### Description of the task
Using the data below, return the stretch from the line that contains "For each instance of the green tree, drop" through the line that contains "[[337, 231]]", both included, exactly as it stands and nothing beyond it.

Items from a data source
╔══

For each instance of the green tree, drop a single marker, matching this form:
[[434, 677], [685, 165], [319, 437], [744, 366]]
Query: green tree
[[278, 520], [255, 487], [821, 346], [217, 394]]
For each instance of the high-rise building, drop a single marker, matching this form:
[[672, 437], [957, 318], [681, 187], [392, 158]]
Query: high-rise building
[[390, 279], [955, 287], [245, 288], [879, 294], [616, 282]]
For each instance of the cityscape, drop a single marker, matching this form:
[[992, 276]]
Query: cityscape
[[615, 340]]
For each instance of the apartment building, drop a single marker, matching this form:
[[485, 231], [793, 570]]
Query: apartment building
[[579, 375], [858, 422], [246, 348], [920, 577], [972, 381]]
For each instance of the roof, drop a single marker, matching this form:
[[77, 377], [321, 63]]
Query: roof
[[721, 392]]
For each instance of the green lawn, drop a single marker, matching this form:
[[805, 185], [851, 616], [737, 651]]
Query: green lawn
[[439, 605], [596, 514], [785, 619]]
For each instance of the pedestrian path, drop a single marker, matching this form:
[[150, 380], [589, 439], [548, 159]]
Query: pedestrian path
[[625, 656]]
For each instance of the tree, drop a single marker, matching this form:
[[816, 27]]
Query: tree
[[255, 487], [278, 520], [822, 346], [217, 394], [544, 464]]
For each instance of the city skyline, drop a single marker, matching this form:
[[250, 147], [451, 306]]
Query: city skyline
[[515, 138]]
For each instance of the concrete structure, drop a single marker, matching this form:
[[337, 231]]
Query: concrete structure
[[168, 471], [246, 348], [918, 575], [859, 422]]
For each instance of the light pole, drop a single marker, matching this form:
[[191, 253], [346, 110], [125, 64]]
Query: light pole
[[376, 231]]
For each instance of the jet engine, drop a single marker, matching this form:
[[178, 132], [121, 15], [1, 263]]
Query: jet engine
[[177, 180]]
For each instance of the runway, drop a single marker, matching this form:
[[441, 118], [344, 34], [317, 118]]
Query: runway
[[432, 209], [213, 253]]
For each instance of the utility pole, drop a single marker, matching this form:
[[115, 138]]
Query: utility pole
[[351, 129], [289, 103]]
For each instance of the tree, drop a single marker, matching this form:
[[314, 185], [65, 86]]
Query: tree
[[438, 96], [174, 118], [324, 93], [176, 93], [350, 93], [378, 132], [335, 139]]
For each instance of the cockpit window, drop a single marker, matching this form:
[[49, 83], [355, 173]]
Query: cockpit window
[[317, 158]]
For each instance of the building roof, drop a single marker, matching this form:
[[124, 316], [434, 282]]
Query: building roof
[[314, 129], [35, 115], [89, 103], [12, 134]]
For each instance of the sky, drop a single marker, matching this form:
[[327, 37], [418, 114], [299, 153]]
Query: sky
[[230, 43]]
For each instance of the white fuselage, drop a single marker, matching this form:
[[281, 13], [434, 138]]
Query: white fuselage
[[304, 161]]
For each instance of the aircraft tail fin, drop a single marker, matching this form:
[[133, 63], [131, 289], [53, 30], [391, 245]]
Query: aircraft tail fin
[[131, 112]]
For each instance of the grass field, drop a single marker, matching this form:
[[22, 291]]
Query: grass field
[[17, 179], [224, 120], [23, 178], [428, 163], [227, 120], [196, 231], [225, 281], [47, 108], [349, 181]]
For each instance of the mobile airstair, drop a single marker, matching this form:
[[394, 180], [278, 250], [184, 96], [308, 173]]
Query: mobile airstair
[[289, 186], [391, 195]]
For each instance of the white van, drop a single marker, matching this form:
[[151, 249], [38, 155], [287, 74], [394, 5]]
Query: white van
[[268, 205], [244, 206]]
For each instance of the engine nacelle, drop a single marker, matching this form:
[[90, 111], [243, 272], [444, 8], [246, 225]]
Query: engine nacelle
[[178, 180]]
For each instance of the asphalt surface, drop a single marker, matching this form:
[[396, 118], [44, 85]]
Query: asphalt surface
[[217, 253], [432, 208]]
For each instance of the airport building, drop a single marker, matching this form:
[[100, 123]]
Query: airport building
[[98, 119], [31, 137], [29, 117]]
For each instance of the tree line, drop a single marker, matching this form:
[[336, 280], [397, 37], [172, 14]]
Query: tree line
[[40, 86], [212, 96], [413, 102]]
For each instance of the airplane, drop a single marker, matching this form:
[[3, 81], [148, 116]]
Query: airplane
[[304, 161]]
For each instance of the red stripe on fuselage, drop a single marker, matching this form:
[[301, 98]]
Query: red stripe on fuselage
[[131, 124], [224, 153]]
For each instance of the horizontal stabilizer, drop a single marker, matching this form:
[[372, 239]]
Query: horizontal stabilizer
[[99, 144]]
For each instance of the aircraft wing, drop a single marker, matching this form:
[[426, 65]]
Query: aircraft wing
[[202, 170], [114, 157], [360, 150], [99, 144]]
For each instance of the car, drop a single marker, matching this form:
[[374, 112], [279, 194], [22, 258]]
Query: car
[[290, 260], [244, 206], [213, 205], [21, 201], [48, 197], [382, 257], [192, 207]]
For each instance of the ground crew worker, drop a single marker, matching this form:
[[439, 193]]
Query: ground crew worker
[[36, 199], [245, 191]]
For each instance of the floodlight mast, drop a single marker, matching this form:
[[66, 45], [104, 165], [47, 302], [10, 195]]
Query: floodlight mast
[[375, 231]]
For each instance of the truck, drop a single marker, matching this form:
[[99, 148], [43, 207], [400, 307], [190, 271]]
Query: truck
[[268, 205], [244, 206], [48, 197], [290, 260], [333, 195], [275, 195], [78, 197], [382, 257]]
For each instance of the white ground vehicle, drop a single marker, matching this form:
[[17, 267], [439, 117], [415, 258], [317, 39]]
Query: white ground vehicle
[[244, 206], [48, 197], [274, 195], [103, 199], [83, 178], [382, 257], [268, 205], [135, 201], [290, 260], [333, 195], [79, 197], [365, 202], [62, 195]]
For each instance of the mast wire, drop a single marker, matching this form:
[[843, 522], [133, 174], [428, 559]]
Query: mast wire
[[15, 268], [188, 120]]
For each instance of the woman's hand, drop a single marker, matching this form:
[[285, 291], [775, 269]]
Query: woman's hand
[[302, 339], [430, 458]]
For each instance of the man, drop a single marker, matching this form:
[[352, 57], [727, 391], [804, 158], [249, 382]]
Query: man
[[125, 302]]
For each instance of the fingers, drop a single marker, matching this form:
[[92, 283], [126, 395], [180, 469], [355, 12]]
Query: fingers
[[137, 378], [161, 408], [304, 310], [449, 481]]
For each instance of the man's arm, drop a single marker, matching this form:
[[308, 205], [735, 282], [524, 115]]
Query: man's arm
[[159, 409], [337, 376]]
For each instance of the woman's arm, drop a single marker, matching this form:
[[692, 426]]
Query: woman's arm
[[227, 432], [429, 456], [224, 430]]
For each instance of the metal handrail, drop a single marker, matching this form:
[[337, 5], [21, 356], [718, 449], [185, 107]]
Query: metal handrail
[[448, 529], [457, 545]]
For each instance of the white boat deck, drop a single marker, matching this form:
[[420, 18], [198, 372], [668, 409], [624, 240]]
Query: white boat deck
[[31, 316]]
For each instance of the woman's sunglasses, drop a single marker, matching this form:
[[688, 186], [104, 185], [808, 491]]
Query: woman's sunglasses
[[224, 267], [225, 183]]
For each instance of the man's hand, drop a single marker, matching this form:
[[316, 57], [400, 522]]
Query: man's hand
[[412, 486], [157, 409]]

╚══
╔══

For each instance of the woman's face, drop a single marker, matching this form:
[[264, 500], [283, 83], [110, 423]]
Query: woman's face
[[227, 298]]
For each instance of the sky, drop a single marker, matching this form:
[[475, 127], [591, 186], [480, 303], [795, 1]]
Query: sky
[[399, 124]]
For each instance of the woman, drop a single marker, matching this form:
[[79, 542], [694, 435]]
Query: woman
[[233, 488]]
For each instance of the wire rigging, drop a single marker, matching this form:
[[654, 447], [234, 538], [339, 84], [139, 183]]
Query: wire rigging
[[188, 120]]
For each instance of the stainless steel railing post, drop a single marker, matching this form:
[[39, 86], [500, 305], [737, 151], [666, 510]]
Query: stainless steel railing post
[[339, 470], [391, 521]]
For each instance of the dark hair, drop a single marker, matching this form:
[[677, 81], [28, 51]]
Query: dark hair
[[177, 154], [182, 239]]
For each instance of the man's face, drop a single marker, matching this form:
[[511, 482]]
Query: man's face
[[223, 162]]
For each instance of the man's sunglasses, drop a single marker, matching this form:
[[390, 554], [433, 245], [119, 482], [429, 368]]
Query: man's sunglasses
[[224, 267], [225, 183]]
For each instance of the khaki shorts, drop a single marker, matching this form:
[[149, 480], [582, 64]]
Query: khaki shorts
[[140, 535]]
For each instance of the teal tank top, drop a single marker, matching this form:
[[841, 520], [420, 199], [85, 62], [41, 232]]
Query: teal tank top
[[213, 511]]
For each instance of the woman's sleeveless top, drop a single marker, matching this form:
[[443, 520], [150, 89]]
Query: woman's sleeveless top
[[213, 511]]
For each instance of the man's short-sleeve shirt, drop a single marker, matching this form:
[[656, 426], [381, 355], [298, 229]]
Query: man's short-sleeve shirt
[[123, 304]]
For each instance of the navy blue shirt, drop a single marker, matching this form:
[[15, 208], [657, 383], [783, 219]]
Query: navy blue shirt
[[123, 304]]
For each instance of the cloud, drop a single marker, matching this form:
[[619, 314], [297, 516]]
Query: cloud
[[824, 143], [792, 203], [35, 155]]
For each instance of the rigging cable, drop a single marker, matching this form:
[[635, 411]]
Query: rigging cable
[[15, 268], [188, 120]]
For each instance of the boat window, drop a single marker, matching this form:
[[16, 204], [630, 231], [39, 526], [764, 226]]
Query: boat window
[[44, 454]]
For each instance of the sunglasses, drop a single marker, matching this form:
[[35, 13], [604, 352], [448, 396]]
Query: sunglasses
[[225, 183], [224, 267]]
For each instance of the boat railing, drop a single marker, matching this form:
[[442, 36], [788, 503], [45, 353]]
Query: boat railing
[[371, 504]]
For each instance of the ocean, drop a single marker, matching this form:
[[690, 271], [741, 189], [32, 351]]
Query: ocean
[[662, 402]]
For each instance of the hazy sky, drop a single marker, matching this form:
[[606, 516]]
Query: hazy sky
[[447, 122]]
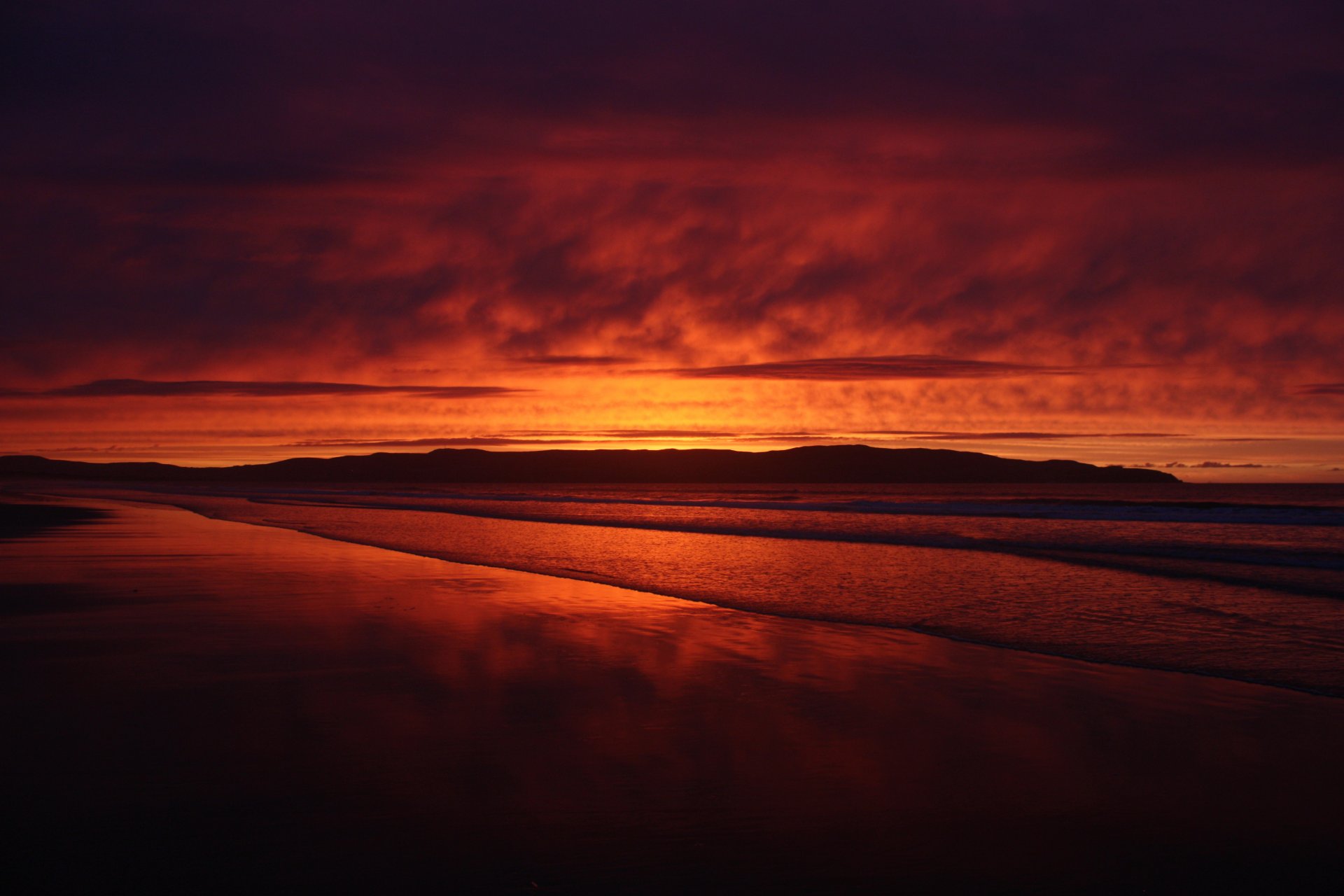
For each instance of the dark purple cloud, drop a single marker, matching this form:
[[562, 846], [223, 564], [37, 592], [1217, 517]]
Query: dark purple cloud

╚══

### Completed task
For each instance of the green tree, drop a single marker, matching this form:
[[434, 677], [685, 165], [319, 437], [744, 366]]
Query: green tree
[[278, 520], [255, 487], [821, 346], [217, 394]]
For each instance of the high-rise building, drop a single marker, matching this form:
[[672, 437], [957, 318], [681, 187], [392, 158]]
Query: high-rise building
[[390, 279], [955, 287], [245, 288], [879, 294], [616, 282]]
For each instance of the cityscape, drop a single marker, matching this form:
[[992, 276]]
Query: cityscape
[[615, 340]]
For each instance of the apartment building, drop a single marker, matching this form:
[[485, 231], [793, 570]]
Query: apartment building
[[579, 375], [858, 422], [246, 348], [920, 577], [972, 381]]
For each instance of the roof, drop a single marker, matching this form:
[[77, 377], [321, 63]]
Query: roof
[[721, 392]]
For each instance of the green lawn, drop a single marker, matching this form:
[[805, 185], [851, 616], [737, 651]]
Query: green lawn
[[439, 605], [596, 514], [785, 619]]
For each instance of the pedestrian path, drop a single marker, matching this form:
[[150, 380], [589, 439], [548, 159]]
Query: pedestrian path
[[625, 656]]
For each instance of the tree, drop a single marker, matching this form:
[[816, 27]]
Query: tree
[[255, 487], [278, 520], [822, 346], [217, 394], [544, 464]]
For each instance of the city skyline, drop a single marker, matching this form:
[[250, 147], [451, 306]]
Query: city skyline
[[515, 138]]
For each instance of the concrete structure, drop a single marker, matching this form:
[[337, 231]]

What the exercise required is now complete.